*Requirements*. Please reproduce only the lines between the lines holding "Task: point to every instance of the metal" and "68], [336, 229]]", inclusive, requests and all, multiplying every x and y coordinate in the answers by 2.6 and rounding each to a whole number, with halves going up.
BEGIN Records supplied
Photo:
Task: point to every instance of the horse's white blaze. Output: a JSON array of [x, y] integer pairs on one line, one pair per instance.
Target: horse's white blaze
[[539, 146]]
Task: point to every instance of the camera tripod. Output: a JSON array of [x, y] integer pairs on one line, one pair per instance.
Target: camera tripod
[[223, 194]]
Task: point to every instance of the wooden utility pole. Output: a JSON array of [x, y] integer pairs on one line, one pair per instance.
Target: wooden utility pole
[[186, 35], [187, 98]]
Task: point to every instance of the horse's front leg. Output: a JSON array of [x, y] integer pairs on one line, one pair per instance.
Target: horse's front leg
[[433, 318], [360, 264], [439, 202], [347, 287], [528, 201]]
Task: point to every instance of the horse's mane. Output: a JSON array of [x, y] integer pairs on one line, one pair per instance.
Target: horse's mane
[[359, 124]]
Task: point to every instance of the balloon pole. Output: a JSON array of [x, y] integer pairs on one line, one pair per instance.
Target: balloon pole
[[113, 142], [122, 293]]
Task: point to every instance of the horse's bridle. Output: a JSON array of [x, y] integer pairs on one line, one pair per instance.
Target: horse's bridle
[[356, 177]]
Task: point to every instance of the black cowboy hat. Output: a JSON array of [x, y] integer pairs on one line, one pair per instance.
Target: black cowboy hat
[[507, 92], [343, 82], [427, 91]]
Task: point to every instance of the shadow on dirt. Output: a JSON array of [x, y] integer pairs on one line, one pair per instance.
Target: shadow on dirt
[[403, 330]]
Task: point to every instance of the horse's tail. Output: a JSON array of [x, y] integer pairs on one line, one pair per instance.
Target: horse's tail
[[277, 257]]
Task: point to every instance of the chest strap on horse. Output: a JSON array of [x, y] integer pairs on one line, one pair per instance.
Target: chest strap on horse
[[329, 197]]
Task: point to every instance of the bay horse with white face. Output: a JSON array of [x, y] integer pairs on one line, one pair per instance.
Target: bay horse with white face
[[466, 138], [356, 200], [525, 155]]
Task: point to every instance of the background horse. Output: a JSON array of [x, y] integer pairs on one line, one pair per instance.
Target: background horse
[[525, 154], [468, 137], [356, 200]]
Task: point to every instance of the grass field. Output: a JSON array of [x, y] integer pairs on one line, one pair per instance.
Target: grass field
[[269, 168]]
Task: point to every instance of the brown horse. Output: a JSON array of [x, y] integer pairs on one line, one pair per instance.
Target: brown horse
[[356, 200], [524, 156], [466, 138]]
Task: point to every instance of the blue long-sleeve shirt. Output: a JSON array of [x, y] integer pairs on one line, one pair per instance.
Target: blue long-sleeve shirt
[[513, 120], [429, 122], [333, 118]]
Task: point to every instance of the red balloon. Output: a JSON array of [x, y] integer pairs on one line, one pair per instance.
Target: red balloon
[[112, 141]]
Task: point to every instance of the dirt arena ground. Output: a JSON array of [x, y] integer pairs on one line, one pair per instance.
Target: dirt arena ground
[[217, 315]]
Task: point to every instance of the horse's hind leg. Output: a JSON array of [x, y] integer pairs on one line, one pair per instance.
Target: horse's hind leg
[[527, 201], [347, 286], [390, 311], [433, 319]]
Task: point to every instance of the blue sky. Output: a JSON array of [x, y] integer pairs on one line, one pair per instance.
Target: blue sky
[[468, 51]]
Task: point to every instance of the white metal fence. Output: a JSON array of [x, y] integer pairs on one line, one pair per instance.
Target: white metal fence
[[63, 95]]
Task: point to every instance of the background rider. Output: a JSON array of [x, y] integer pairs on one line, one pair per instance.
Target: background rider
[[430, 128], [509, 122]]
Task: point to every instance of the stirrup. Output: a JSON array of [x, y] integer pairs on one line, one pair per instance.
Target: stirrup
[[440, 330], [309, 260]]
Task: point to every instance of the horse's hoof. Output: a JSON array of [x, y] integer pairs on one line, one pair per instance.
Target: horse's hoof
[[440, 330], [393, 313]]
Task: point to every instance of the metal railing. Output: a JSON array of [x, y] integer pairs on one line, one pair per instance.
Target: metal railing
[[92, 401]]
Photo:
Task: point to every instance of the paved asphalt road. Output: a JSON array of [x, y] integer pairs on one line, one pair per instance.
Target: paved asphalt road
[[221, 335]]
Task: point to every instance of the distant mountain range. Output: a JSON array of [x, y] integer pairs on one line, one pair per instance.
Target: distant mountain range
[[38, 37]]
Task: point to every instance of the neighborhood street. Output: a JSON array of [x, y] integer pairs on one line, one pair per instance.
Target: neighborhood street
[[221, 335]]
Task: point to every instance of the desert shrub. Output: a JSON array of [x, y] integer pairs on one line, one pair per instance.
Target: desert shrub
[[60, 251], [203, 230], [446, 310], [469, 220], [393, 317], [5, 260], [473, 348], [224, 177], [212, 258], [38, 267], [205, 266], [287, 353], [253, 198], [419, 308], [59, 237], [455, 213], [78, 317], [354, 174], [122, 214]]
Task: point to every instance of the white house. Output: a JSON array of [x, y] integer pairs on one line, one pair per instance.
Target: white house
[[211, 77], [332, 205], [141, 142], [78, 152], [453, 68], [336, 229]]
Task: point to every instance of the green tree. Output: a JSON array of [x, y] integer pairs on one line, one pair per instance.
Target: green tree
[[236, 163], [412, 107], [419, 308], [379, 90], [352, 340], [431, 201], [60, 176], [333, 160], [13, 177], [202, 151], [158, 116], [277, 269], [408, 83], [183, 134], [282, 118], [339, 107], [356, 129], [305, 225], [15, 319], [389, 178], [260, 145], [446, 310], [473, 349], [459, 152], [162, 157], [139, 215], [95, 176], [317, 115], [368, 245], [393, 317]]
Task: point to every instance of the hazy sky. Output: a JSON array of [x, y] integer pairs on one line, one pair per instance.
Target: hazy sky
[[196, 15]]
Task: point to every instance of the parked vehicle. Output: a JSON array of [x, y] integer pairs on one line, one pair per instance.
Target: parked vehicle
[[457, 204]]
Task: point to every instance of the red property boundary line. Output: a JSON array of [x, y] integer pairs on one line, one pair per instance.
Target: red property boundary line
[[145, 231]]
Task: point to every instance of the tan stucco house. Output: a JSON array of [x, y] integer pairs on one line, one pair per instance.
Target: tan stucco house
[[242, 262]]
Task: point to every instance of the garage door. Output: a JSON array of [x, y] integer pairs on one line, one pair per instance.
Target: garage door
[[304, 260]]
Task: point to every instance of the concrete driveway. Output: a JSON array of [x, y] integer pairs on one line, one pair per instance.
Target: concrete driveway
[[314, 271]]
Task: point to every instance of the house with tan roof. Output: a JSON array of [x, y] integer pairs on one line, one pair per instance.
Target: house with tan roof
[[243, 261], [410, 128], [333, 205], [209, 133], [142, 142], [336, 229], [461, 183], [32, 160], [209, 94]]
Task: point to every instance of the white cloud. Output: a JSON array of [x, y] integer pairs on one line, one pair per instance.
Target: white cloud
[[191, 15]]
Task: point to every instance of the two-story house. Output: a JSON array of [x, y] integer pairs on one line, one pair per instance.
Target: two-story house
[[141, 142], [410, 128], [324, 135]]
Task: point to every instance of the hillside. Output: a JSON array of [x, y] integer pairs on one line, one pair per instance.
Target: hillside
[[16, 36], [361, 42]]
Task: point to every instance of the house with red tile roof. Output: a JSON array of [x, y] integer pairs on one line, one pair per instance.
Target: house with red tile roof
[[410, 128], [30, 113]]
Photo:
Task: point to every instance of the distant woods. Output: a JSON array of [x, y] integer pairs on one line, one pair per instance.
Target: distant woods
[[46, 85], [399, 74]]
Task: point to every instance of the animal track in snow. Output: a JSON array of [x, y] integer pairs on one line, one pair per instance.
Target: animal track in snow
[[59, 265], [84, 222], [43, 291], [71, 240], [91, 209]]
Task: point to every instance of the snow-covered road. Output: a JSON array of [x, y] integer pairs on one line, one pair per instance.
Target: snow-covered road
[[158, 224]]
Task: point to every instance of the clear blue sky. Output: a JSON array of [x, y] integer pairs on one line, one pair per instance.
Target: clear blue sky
END Records supplied
*Finished answer*.
Task: point to every instance of the metal railing. Output: a JSON array of [x, y] integer pairs on one line, one pair per instance.
Target: metal railing
[[239, 1043]]
Photo:
Task: point to every instance of the paved asphalt road. Output: a JSON array of [x, y] integer pairs on one line, one pair per instance.
Target: paved asphalt road
[[575, 871]]
Task: point to every instance of the distant mountain range. Output: a JSON array of [x, y] integer pairs on one line, one pair per instance.
Target: distant mountain range
[[99, 96]]
Task: point to every instance of the neighborhood street. Output: a JSON array of [x, y] integer pairs on one line, one pair per instance.
Target: neighborhood street
[[575, 871]]
Task: point to every instance of the desert shrub. Output: a JSON array of [x, y] integer pairs on one line, one pair per instance.
Target: desert shrub
[[156, 653], [528, 598], [1160, 806], [1219, 572], [1022, 824], [13, 676], [1230, 905], [582, 460], [551, 671], [99, 694], [533, 692], [746, 918], [658, 515], [1089, 801], [153, 616], [1183, 554], [203, 824], [920, 452], [317, 556]]
Task: point to every instance of the white house. Output: a JSON array of [x, y] integer pairs on one line, one pair per instance.
Target: white house
[[549, 200], [863, 533], [367, 369], [203, 395], [1178, 177], [874, 595]]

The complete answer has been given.